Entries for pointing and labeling
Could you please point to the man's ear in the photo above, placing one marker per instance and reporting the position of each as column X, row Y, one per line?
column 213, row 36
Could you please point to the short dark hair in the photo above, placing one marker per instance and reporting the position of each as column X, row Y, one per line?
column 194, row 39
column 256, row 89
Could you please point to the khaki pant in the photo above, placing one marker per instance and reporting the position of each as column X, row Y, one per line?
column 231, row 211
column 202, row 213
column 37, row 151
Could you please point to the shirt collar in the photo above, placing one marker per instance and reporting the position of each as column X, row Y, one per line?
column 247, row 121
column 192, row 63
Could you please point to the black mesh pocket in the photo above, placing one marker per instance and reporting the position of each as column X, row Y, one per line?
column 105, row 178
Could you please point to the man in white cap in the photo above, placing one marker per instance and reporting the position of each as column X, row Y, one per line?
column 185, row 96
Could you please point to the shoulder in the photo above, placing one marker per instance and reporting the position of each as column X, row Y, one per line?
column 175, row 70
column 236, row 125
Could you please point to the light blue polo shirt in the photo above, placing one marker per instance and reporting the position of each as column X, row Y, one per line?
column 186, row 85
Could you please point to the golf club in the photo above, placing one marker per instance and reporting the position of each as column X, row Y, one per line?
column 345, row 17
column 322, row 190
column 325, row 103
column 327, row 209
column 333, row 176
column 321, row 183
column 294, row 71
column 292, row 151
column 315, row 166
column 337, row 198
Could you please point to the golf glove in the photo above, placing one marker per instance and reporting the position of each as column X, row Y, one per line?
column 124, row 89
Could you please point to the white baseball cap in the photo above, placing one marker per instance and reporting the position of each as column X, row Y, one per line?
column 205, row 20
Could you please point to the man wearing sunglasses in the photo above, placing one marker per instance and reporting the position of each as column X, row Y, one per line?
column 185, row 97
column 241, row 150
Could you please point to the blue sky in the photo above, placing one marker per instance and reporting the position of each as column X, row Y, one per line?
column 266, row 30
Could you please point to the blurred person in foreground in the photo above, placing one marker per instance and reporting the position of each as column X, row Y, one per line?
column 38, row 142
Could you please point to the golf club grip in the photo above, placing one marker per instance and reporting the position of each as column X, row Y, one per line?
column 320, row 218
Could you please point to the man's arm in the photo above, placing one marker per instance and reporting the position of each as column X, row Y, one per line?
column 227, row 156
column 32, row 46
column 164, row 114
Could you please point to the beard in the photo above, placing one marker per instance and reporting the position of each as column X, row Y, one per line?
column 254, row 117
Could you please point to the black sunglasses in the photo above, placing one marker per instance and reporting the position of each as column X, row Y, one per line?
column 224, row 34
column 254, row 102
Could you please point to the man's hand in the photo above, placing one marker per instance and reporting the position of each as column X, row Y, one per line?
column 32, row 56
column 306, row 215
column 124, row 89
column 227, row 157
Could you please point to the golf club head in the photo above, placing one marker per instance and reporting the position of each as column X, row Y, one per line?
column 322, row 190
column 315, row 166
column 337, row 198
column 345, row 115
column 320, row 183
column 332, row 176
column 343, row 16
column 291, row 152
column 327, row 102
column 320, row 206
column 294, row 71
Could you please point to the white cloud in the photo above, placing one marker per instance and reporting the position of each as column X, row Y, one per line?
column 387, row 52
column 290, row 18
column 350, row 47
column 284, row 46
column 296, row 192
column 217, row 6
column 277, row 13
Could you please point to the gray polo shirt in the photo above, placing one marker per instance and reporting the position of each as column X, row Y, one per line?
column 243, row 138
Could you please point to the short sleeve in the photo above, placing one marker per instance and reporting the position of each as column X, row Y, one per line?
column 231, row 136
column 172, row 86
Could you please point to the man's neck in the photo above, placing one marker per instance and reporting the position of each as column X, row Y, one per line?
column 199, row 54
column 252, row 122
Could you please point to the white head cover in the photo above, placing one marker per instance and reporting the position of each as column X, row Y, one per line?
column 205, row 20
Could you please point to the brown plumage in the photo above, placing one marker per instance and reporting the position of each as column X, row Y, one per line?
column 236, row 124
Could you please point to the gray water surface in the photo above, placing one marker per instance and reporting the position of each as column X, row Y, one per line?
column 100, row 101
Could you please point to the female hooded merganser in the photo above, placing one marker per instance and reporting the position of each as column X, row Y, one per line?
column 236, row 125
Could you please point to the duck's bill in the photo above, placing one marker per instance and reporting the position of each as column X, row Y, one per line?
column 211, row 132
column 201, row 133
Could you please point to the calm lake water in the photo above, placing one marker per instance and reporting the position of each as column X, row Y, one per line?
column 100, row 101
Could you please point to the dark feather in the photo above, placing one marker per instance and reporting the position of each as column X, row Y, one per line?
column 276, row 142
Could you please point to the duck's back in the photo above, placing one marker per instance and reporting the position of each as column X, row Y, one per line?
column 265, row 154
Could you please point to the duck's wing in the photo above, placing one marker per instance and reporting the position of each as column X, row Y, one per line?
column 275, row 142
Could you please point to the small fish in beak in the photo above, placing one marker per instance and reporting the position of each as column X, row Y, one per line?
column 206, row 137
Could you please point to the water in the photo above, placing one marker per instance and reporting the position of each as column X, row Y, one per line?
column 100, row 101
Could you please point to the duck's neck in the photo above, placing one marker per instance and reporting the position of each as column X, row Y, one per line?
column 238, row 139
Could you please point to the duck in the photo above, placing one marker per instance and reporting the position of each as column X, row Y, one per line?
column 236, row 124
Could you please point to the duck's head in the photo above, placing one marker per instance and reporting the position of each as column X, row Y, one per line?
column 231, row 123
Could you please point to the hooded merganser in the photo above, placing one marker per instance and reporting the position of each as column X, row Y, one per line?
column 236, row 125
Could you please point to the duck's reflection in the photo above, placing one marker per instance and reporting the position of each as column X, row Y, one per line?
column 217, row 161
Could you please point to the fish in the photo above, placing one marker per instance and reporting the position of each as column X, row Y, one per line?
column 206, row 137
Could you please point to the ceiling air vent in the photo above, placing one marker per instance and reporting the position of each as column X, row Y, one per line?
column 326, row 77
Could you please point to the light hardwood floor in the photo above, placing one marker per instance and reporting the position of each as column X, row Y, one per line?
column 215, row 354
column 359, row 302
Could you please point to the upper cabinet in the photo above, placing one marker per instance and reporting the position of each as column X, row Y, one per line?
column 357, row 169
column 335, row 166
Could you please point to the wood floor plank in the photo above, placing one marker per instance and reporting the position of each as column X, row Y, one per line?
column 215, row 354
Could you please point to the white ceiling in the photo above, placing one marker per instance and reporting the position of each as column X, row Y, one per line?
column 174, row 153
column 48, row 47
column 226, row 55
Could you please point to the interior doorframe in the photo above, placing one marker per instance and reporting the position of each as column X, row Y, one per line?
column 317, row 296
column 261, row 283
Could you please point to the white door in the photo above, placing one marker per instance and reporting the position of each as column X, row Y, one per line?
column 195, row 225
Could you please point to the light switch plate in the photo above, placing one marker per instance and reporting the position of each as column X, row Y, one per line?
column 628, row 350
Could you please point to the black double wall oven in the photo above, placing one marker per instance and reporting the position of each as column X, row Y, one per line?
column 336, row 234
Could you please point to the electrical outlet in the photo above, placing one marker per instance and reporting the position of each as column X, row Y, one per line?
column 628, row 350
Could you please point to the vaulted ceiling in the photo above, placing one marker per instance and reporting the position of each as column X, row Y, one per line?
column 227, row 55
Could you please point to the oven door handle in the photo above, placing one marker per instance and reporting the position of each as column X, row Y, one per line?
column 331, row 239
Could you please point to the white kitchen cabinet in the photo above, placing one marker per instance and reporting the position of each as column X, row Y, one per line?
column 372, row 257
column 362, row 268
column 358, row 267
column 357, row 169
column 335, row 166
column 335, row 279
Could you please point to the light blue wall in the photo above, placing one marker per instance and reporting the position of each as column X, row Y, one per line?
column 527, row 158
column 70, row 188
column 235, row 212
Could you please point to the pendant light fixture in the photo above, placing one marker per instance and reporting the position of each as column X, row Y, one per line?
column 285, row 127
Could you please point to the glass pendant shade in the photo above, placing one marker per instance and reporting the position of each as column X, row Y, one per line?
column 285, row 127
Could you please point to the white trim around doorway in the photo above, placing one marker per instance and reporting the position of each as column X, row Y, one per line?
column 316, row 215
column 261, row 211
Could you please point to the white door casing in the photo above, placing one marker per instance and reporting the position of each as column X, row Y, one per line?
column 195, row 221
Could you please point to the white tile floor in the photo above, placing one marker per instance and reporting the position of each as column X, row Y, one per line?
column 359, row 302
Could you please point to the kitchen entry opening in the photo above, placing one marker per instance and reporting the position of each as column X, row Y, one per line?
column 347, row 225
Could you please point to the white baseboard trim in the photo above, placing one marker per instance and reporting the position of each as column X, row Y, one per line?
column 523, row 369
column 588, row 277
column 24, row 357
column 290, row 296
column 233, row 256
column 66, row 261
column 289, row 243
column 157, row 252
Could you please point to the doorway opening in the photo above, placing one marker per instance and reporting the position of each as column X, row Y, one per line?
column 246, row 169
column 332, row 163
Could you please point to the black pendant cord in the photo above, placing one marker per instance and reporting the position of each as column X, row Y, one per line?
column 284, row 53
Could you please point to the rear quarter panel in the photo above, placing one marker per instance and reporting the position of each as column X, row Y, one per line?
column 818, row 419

## What you need to do
Copy the listing above word for word, starting with its first line and going on through the line that contains "column 37, row 151".

## Completed exercise
Could you please point to the man's ear in the photo above, placing one marker per instance and reporting the position of each as column X, row Y, one per line?
column 213, row 36
Could you please point to the short dark hair in the photo above, placing one marker per instance and reporting the position of each as column X, row Y, one per line?
column 194, row 39
column 256, row 89
Could you please point to the khaki pant in the photo above, placing one marker per instance and reporting the position of each as column X, row Y, one per line?
column 231, row 211
column 202, row 213
column 37, row 151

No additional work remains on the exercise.